YOUR TASKS —
a: In the Sonnet 43 text, rewrite the stretch from "How would, I" through "show thee me.", swapping "sightless eyes" for "closed eyes".
b: Carry the Sonnet 43 text forward from its last line.

Updated on May 5, 2020
Maya Shedd Temple profile image

Poetry became my passion after I fell in love with Walter de la Mare's "Silver" in Mrs. Edna Pickett's sophomore English class circa 1962.

Edward de Vere, 17th Earl of Oxford

Source

Introduction and Text of Sonnet 43: "When most I wink, then do mine eyes best see"

In the Shakespearean sonnet 43, the creative speaker asserts that his dreaming vision which includes his poetic muse is always brighter than daylight. Even though he sees ordinary objects in daylight, they cannot hearten him as does his muse in dreams or darkness. The speaker's muse who leads him to his poetry creation remains the brightest star in his life. A nighttime of bright muse is worth much more any daytime of ordinary light.

Sonnet 43: "When most I wink, then do mine eyes best see"

When most I wink, then do mine eyes best see
For all the day they view things unrespected;
But when I sleep, in dreams they look on thee,
And darkly bright, are bright in dark directed.
Then thou, whose shadow shadows doth make bright,
How would thy shadow’s form form happy show
To the clear day with thy much clearer light,
When to unseeing eyes thy shade shines so!
How would, I say, mine eyes be blessed made
By looking on thee in the living day,
When in dead night thy fair imperfect shade
Through heavy sleep on sightless eyes doth stay!
All days are nights to see till I see thee,
And nights bright days when dreams do show thee me.

MATERIAL SUPPLIED —

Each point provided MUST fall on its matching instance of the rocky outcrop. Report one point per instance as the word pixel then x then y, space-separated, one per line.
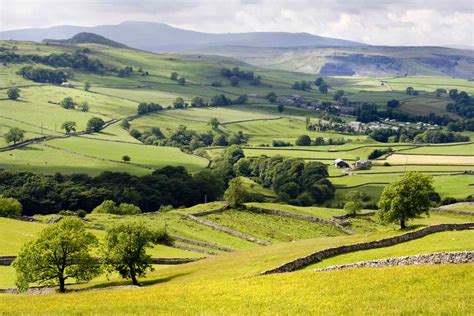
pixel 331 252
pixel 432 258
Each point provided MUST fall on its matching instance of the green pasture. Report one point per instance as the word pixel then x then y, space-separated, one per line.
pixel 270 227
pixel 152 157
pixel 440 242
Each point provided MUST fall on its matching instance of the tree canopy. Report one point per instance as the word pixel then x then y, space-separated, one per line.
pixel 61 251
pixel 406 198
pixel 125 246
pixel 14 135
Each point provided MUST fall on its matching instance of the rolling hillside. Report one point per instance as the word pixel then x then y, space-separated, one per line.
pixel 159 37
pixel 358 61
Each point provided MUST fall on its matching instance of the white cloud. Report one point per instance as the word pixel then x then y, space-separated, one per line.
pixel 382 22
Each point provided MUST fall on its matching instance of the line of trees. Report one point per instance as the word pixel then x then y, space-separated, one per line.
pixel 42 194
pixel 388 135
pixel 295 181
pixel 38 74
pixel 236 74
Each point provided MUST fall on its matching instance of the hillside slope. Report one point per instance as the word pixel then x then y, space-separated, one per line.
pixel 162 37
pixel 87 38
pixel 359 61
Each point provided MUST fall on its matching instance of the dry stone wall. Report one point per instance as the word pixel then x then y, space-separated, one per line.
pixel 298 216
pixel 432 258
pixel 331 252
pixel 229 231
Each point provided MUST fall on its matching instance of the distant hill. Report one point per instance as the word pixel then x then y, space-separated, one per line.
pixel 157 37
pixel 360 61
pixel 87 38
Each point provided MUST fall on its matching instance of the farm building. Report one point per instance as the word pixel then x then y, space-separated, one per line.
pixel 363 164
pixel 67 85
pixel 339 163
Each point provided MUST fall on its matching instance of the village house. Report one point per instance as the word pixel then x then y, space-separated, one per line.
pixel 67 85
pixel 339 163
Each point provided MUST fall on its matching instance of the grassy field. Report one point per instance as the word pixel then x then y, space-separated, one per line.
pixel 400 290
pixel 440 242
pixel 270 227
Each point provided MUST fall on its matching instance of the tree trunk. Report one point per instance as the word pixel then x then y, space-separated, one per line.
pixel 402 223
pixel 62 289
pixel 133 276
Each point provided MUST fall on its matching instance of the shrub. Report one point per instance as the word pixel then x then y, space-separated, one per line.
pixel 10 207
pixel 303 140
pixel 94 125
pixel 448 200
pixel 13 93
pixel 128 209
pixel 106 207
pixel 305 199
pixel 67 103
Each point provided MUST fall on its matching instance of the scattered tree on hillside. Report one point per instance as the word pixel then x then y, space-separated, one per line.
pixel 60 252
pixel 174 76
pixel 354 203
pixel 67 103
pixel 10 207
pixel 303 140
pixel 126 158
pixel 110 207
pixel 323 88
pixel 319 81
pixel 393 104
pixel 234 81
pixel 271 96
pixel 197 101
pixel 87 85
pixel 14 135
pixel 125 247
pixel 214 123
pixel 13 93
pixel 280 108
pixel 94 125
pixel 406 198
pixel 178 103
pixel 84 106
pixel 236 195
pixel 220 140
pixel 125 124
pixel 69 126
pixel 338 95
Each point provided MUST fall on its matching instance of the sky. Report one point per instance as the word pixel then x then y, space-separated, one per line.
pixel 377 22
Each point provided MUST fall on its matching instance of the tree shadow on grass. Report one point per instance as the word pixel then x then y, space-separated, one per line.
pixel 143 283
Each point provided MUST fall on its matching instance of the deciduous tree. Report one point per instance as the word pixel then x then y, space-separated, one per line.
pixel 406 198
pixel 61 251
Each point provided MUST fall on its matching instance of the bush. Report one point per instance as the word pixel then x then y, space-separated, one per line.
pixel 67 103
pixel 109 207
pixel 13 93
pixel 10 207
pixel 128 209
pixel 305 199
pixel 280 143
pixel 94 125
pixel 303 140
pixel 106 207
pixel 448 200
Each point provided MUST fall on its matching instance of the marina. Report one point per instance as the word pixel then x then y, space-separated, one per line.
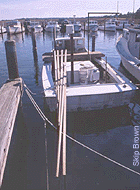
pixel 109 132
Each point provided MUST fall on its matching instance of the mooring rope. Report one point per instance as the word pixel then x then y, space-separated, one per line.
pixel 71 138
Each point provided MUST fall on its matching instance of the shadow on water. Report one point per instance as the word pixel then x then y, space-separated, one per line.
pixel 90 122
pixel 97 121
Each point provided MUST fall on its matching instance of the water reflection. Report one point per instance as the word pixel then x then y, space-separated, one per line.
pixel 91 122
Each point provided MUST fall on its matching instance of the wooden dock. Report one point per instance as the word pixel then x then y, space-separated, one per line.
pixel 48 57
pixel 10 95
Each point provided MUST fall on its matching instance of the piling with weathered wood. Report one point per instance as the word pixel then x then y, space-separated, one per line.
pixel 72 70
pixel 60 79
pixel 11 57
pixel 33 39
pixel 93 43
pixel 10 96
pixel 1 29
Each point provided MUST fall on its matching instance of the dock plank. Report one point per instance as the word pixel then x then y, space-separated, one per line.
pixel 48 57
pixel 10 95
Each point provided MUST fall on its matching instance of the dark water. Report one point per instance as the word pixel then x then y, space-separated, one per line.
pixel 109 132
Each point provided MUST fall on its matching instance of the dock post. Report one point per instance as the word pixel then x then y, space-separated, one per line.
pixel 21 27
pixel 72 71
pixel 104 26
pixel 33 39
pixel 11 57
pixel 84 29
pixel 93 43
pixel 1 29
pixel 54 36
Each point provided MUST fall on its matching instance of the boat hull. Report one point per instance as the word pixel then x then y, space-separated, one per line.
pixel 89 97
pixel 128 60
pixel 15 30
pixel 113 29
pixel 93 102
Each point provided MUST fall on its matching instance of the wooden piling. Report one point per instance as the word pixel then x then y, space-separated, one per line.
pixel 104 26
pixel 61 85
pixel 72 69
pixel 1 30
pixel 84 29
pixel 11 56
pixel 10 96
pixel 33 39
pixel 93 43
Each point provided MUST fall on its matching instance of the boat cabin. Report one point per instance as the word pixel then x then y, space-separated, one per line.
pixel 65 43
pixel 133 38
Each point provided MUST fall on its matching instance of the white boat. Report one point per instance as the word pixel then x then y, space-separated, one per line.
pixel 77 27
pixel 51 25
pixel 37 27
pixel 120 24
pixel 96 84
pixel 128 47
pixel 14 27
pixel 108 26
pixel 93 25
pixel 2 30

SOLVED TASKS —
a:
How would, I say, mine eyes be blessed made
By looking on thee in the living day,
When in dead night thy fair imperfect shade
Through heavy sleep on closed eyes doth stay!
All days are nights to see till I see thee,
And nights bright days when dreams do show thee me.

b:
Reading of Shakespeare Sonnet 43

Shakespeare Sonnet Titles


The Shakespeare Sonnet sequence does not feature titles for each sonnet; therefore, each sonnet's first line becomes the title. According to the MLA Style Manuel: "When the first line of a poem serves as the title of the poem, reproduce the line exactly as it appears in the text." APA does not address this issue.

Commentary

In sonnet 43, the speaker is musing on the transformative powers of his poetic muse. She can turn night into day, while ordinary vision fails to inspire.

First Quatrain: Seeing While Sleeping

When most I wink, then do mine eyes best see
For all the day they view things unrespected;
But when I sleep, in dreams they look on thee,
And darkly bright, are bright in dark directed.

The speaker in Shakespeare Sonnet 43, "When most I wink, then do mine eyes best see," claims that he sees best when he "sleeps," or visits the astral, mental world because it is then that he experiences his belovèd—the poetry muse. The dark behind the closed eyes of sleep, whether day or night dreaming, reveal to the speaker all the love and beauty he desires. The speaker then muses on his belovèd with a concentration directed toward fashioning his thoughts and feelings into a sonnet. The darkness is figuratively lit up with the brilliance of creativity. He sees many objects during the day that are ordinary to which he seldom gives a second glance.

Second Quatrain: Bright Shadow

Then thou, whose shadow shadows doth make bright,
How would thy shadow’s form form happy show
To the clear day with thy much clearer light,
When to unseeing eyes thy shade shines so!

Even the shadow of the speaker's muse is bright, filled with light that makes a "happy show." The speaker plays with incremental repetition here in such lines as "whose shadow shadows doth make bright" and "How would thy shadow’s form form happy show." And the speaker also uses the alliteration of sibilant sounds: "to unseeing eyes thy shade shines so!" The skillful speaker is practicing his skill with words as he celebrates and praises his poetic muse. Again, this talented poet/speaker insists that even the darkness or the shadow of his muse is "clearer" than the ordinary light of day. This speaker's mental world is brighter and more amazing to him than the physical world he perceives with his physical eyes.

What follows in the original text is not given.